Objetivo de la tarea – Selecciona y copia cada línea de los ítems de abajo que contenga la palabra "plastic". Ten en cuenta las mayúsculas y minúsculas.
☆ ☆ ☆ ☆ ☆ ☆ ☆
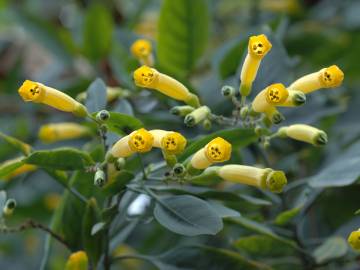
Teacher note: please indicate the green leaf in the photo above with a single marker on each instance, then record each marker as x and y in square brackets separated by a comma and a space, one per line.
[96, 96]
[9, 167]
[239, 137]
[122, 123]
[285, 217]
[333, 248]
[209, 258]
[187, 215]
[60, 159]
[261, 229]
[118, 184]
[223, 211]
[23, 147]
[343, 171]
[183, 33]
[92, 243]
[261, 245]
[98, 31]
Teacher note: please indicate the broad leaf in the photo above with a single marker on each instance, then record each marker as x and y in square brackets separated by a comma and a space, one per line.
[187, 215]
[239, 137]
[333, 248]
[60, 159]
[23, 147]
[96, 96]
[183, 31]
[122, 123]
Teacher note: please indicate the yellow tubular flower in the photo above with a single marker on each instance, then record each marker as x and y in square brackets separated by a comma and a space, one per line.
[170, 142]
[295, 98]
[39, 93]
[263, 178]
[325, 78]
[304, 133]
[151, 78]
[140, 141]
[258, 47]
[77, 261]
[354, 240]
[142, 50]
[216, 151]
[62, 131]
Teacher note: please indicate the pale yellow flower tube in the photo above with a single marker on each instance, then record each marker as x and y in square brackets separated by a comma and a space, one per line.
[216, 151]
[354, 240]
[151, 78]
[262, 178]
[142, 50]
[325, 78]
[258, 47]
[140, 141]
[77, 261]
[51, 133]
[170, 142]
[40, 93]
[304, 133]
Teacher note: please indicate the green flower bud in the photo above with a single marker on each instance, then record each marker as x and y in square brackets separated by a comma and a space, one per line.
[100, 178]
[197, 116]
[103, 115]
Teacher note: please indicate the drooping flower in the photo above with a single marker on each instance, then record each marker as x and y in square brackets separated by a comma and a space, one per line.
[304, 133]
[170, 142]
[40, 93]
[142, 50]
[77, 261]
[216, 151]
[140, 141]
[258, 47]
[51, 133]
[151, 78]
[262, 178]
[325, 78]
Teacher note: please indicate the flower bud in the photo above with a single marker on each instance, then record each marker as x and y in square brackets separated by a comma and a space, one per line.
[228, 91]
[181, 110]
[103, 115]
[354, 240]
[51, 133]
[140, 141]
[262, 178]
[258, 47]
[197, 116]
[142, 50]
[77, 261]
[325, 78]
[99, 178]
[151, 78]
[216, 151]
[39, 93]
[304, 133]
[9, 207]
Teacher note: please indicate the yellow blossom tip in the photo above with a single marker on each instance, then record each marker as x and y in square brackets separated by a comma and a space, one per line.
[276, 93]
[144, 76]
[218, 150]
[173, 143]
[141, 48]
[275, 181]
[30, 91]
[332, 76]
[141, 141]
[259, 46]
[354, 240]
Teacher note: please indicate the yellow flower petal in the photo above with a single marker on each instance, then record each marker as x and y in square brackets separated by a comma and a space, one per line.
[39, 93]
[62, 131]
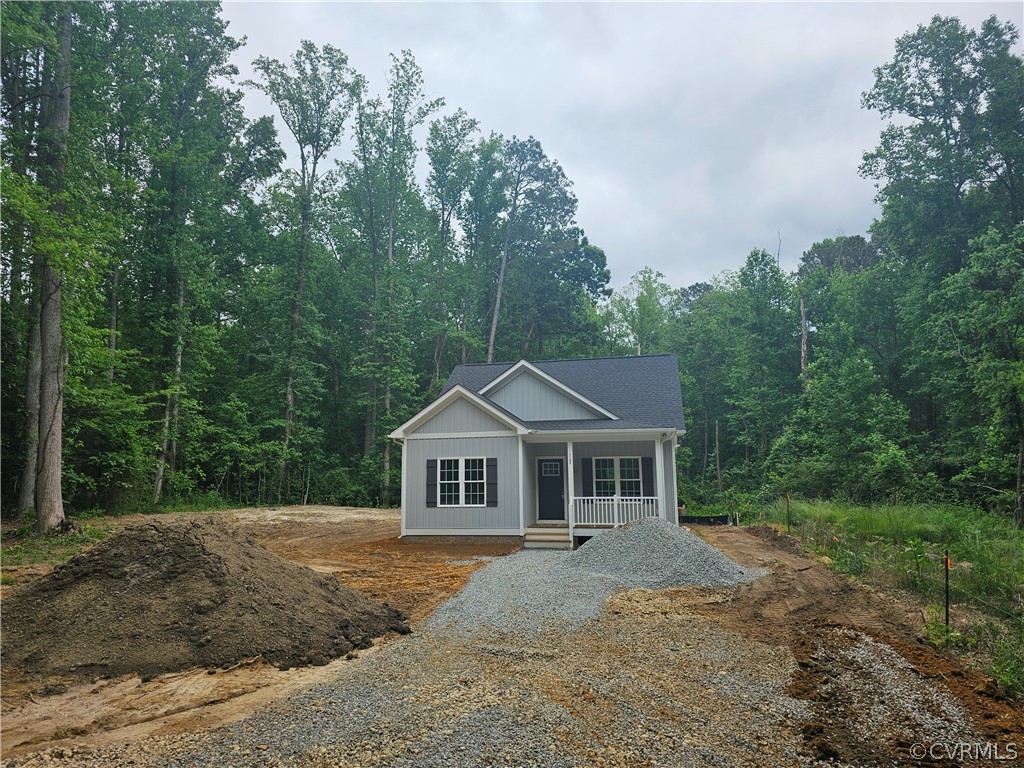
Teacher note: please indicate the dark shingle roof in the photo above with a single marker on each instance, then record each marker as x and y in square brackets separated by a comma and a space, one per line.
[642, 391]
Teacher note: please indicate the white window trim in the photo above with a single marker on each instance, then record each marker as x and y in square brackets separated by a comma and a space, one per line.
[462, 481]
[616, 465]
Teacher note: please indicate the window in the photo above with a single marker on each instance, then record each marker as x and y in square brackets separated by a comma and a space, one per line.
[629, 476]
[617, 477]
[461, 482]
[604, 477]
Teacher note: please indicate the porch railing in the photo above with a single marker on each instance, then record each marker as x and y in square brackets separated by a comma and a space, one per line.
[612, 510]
☆ ☆ ☆ ☆ ☆ ☆ ☆
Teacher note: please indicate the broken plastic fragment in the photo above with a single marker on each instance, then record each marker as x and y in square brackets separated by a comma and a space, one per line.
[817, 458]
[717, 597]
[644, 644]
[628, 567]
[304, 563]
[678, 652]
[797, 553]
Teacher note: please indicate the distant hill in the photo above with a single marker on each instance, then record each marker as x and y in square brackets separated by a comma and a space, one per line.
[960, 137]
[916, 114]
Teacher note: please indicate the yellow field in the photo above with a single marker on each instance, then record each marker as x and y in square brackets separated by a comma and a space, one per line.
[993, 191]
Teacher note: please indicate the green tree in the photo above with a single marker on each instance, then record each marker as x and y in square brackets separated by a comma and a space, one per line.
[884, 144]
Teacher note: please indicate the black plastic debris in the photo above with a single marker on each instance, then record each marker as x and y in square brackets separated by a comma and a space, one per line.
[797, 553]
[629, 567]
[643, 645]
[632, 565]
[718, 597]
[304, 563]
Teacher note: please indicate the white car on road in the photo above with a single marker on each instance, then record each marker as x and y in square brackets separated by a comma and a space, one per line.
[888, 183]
☆ ☆ ☆ ☆ ☆ ☆ ☆
Solución propuesta –
Teacher note: please indicate the broken plastic fragment in the photo above with a single marker on each instance, then record each marker as x and y in square brackets separated by a comma and a space, one per line.
Teacher note: please indicate the black plastic debris in the photo above with a single marker on each instance, then record each marker as x and y in square brackets separated by a comma and a space, one per line.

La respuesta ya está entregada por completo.